(Beginning of Material for the task)
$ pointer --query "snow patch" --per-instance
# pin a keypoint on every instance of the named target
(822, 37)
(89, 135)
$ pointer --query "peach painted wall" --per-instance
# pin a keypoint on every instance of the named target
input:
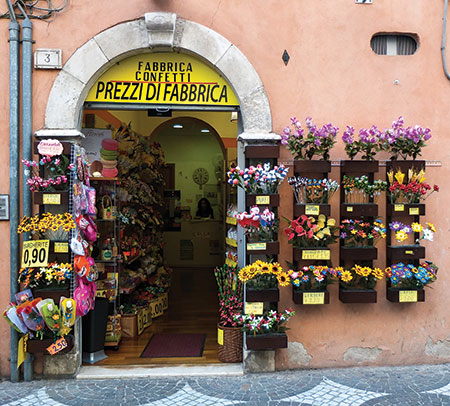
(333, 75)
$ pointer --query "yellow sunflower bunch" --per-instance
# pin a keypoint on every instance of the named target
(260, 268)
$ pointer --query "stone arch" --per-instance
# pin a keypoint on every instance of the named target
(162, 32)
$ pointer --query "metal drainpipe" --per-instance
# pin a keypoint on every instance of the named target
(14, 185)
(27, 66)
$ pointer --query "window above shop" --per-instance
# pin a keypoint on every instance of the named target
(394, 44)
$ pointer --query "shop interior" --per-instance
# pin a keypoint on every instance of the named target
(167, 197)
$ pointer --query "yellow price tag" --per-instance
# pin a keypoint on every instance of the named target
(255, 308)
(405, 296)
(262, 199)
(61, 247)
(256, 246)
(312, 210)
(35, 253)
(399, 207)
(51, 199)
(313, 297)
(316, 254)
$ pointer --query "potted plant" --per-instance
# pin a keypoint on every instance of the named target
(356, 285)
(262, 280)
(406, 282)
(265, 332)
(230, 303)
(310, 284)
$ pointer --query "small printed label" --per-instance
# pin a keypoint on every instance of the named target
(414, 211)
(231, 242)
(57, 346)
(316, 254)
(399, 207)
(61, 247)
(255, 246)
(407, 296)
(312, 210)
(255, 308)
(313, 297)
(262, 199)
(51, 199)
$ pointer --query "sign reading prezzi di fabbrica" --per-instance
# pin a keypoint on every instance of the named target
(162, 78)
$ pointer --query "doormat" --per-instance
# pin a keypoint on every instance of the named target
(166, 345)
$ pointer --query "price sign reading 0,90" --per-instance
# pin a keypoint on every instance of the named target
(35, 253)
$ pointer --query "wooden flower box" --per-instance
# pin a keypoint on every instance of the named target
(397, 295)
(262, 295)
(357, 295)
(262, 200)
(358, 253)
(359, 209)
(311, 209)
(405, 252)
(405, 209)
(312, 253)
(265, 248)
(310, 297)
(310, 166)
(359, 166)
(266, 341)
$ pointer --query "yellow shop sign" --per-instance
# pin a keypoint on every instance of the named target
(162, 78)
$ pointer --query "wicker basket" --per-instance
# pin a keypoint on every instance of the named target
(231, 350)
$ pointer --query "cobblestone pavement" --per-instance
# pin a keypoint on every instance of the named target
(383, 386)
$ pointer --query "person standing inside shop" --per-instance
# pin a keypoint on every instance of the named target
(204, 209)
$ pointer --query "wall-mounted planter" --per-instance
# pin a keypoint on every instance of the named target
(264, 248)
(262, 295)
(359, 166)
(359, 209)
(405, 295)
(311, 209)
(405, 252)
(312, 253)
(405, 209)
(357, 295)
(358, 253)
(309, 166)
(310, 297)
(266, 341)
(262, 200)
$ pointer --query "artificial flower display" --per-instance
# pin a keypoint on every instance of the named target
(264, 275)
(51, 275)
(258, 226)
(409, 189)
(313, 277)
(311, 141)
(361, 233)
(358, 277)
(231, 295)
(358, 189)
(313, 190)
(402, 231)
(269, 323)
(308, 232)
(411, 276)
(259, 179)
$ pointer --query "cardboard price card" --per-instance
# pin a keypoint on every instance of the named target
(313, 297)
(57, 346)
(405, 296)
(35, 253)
(End of Material for the task)
(Beginning of Material for the task)
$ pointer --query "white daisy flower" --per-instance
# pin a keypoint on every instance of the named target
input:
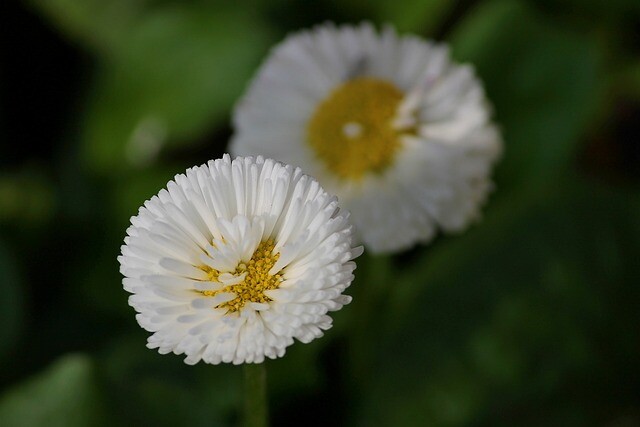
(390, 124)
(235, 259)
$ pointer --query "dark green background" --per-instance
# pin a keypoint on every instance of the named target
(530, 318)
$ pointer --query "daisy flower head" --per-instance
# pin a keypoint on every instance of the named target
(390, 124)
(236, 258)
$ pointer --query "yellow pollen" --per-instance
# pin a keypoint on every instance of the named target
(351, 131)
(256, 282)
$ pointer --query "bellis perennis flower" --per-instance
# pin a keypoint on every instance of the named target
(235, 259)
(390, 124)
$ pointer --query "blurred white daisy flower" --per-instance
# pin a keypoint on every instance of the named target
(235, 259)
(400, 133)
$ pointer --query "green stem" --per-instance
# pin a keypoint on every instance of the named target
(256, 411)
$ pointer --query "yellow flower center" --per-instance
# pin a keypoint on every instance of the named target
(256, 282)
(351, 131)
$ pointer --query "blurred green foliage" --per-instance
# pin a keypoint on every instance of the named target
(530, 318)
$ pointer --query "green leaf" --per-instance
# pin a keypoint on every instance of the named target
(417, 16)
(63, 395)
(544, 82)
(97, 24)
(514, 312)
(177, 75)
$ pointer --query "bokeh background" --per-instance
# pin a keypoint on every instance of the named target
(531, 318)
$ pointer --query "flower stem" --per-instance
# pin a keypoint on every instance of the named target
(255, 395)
(End of Material for the task)
For an answer, give a copy of every line in the listing that holds the word "yellow".

Answer section.
$ pointer --query "yellow sunflower bunch" --per-instance
$ pointer --query "yellow price tag" --per-instance
$ pointer --query "yellow shop sign" --per-instance
$ pointer --query "yellow pollen" --per-instance
$ pointer --query "yellow flower center" --per-instance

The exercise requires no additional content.